Directions for this task -
Print exactly the lines from the line with "Keypoint placement rule: for each instance of the car rear" to the last line of the data, please, both included.
┌─ Listed entries
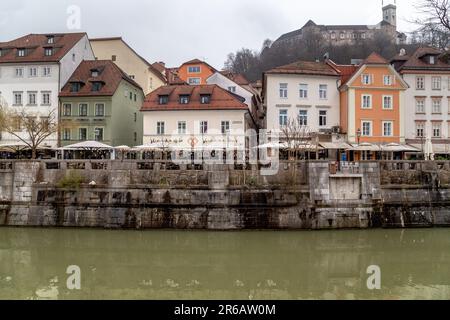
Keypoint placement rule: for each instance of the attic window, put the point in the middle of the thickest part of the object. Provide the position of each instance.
(164, 99)
(205, 99)
(21, 52)
(184, 99)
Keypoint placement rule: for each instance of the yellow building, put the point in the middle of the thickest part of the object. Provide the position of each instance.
(139, 69)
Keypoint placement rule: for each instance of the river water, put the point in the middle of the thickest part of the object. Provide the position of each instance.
(414, 264)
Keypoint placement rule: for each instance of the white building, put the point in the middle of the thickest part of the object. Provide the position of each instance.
(427, 115)
(306, 92)
(34, 68)
(197, 116)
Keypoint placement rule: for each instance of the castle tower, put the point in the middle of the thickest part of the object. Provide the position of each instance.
(390, 14)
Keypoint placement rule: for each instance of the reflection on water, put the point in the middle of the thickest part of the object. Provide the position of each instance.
(229, 265)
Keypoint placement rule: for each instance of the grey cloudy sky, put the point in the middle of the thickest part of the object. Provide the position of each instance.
(178, 30)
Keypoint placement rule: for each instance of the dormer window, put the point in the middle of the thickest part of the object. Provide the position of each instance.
(184, 99)
(163, 99)
(75, 87)
(205, 99)
(48, 52)
(96, 86)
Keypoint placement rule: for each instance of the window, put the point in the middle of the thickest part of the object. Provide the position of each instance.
(436, 83)
(184, 99)
(160, 128)
(67, 110)
(420, 130)
(83, 110)
(366, 101)
(47, 71)
(100, 110)
(19, 72)
(75, 87)
(66, 135)
(205, 99)
(17, 98)
(366, 128)
(322, 118)
(163, 99)
(323, 91)
(420, 105)
(181, 127)
(32, 98)
(436, 106)
(204, 127)
(420, 83)
(388, 80)
(303, 118)
(96, 86)
(388, 128)
(48, 51)
(82, 134)
(98, 134)
(194, 69)
(225, 126)
(46, 98)
(33, 72)
(367, 79)
(387, 103)
(194, 81)
(283, 90)
(436, 129)
(283, 118)
(303, 91)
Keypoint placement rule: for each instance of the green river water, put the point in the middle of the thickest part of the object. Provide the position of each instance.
(414, 264)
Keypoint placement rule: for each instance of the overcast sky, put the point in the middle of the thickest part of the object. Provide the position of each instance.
(178, 30)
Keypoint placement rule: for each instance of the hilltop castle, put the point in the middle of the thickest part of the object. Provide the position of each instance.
(350, 34)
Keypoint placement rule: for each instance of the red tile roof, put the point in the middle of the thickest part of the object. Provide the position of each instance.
(110, 75)
(35, 45)
(305, 67)
(220, 99)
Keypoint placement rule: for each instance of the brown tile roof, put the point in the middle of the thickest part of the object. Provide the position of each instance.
(35, 45)
(305, 67)
(236, 77)
(220, 99)
(415, 62)
(109, 74)
(375, 58)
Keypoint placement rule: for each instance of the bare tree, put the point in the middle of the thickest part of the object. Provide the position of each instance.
(297, 138)
(32, 130)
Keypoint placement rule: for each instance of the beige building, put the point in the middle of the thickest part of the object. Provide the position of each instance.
(139, 69)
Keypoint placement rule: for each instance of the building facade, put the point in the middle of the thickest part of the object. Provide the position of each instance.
(337, 35)
(373, 103)
(100, 102)
(195, 72)
(137, 68)
(33, 69)
(427, 72)
(196, 116)
(304, 92)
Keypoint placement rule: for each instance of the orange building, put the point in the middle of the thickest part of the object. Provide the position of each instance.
(195, 72)
(372, 102)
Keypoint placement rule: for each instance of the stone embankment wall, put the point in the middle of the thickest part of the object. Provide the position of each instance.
(150, 195)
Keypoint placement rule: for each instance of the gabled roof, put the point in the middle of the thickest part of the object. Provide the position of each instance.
(306, 68)
(220, 99)
(415, 62)
(150, 66)
(110, 75)
(35, 46)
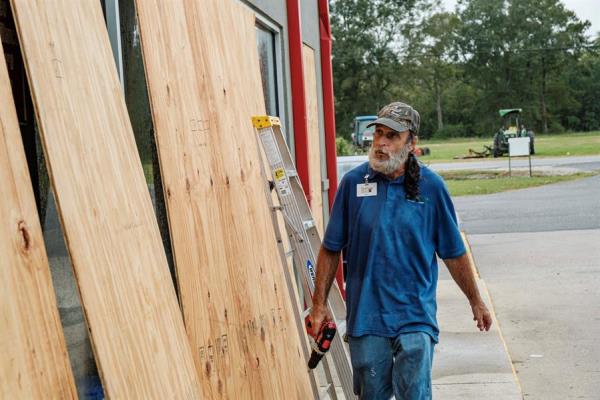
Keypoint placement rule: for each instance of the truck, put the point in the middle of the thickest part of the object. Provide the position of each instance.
(361, 135)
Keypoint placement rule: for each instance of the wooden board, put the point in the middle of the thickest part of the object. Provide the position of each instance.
(34, 363)
(314, 136)
(204, 83)
(111, 232)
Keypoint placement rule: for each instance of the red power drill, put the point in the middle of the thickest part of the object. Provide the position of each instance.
(321, 343)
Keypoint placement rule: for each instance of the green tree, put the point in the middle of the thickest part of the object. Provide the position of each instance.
(431, 50)
(366, 67)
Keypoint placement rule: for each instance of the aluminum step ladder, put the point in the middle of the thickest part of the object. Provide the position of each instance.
(305, 243)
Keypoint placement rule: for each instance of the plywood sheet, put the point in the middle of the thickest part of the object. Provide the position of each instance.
(113, 239)
(204, 83)
(34, 363)
(314, 136)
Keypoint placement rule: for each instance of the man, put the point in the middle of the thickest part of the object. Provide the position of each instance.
(392, 215)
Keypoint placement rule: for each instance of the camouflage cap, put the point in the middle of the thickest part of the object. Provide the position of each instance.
(399, 117)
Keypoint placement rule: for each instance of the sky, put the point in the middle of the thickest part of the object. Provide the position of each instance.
(585, 9)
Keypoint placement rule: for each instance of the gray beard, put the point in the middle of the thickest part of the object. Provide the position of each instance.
(392, 164)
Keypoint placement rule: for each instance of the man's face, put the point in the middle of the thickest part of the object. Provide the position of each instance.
(387, 140)
(390, 150)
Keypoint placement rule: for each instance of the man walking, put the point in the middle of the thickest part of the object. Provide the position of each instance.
(392, 216)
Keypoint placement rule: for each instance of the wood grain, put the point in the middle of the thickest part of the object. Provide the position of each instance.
(314, 136)
(204, 84)
(34, 363)
(111, 232)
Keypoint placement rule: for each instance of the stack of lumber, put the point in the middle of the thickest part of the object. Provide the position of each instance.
(232, 334)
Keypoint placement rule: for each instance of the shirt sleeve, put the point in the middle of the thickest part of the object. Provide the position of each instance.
(336, 234)
(448, 240)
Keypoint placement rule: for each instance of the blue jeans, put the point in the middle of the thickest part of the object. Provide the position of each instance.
(400, 366)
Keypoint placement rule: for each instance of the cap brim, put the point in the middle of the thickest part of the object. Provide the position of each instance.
(390, 123)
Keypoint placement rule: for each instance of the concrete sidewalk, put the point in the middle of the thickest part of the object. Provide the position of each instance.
(469, 364)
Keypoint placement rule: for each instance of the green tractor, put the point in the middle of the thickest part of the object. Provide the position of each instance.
(511, 128)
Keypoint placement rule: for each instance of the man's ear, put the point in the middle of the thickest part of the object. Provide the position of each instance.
(413, 142)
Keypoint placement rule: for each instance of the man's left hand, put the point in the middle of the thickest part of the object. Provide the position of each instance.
(482, 315)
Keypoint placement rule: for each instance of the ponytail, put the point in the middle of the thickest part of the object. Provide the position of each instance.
(412, 176)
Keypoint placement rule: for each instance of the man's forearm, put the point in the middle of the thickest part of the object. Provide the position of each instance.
(461, 272)
(327, 264)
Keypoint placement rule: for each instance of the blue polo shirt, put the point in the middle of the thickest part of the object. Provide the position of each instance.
(391, 245)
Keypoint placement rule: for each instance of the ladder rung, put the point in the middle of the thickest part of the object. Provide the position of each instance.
(325, 392)
(309, 223)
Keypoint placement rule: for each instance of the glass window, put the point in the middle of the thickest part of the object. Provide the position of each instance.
(266, 52)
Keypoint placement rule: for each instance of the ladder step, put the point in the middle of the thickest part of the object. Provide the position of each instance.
(309, 223)
(304, 241)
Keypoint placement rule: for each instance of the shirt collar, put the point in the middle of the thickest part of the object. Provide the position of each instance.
(373, 175)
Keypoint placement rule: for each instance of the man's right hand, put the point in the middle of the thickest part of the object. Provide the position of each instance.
(318, 315)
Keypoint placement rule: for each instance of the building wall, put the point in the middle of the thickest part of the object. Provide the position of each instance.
(275, 12)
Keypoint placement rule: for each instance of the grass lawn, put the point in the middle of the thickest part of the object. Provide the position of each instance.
(465, 183)
(568, 144)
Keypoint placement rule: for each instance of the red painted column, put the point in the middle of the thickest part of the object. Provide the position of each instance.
(298, 95)
(329, 115)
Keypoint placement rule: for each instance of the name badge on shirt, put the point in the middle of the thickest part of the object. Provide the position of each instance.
(366, 189)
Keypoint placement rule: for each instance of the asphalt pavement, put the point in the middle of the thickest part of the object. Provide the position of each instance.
(577, 163)
(538, 251)
(571, 205)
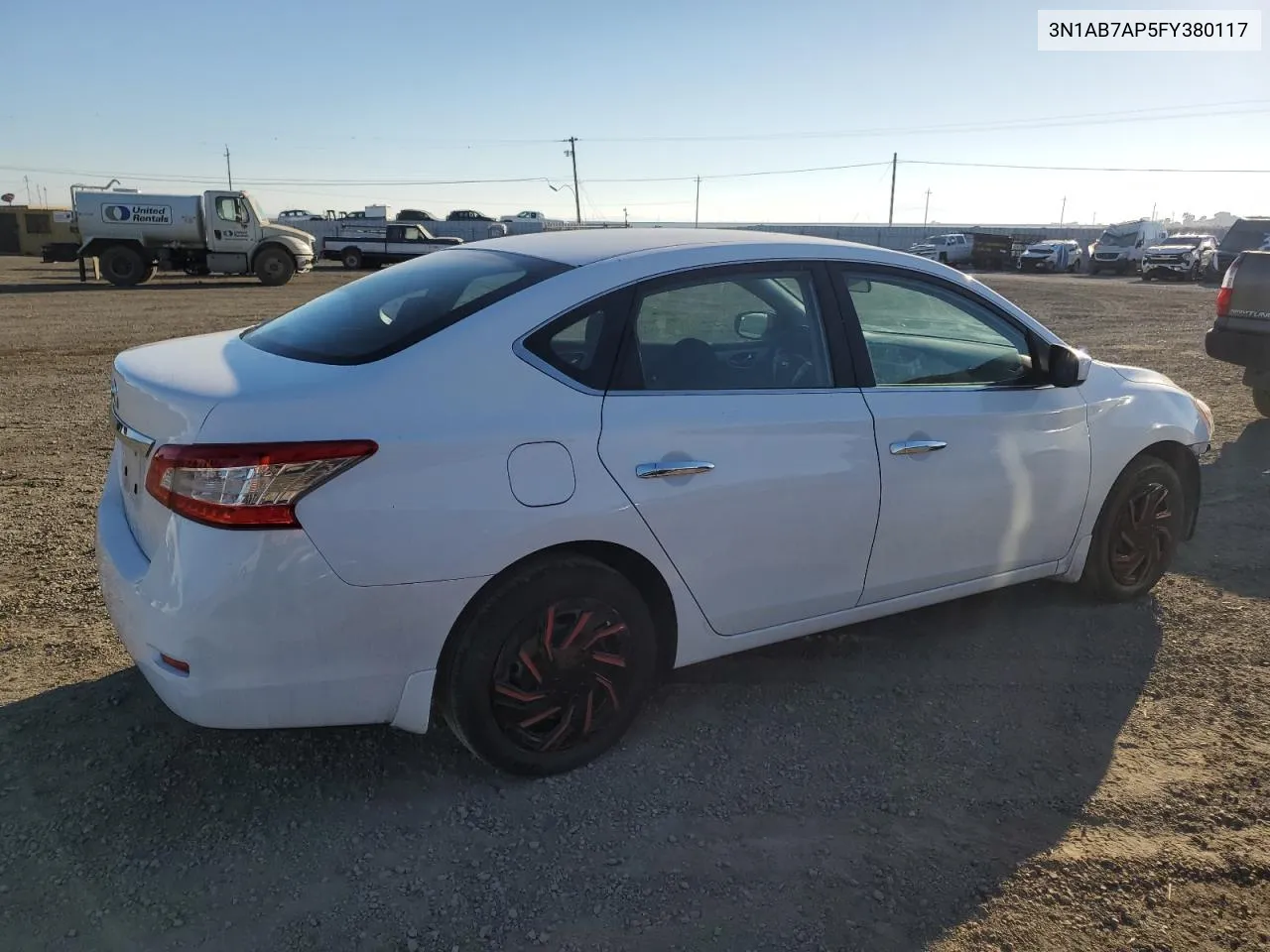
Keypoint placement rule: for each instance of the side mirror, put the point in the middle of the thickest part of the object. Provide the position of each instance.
(752, 325)
(1067, 366)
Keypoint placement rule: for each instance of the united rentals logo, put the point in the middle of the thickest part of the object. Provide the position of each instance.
(137, 213)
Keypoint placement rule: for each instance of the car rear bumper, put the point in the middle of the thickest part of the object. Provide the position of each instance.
(272, 636)
(1238, 348)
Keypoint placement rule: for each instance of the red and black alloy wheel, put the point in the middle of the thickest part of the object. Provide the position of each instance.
(564, 676)
(550, 667)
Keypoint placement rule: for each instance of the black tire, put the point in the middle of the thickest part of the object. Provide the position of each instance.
(1137, 534)
(275, 267)
(123, 267)
(502, 665)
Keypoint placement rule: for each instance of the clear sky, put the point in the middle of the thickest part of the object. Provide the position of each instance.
(422, 91)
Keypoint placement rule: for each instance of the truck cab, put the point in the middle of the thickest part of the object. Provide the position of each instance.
(949, 249)
(135, 235)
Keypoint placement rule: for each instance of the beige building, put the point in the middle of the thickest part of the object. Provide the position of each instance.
(24, 230)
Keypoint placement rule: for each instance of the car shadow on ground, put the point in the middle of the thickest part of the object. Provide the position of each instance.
(864, 788)
(1229, 546)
└─
Right answer -
Keypoint placement rule: for each instance of the car rear bumper, put the point in the middle of the thickest part of the object. Provide the position of each instance.
(272, 636)
(1238, 348)
Keypoint placement rule: for each instance of the red and black alloy wheel, put the point in the middle of the thickest part of the object. Provide the position of each instance.
(564, 676)
(550, 667)
Keypoint placement rule: for each instance of the black tire, put the point in the middle of the thickest part of the object. Provide the position of each instance.
(1137, 534)
(275, 267)
(123, 267)
(502, 665)
Keypoint placement rule: for each instance of the clear sky, put the point in the middle of the thickest part of the object. Provide the position of each instance.
(422, 91)
Keypoint placement rule: for each instance of the truck cab, put the point in the middle of the thickest part of the object. Provide the position of each instance.
(949, 249)
(135, 235)
Keypoint placement rule: for each instance of the beige building, put the point in the middle of the thickest part of the object. Provide the position of each instance.
(24, 230)
Keypoint placement rule: for each instance of the car shadow on ground, put the point in the middle of the thickest part of the object. Provide the position of each instance.
(864, 788)
(1229, 546)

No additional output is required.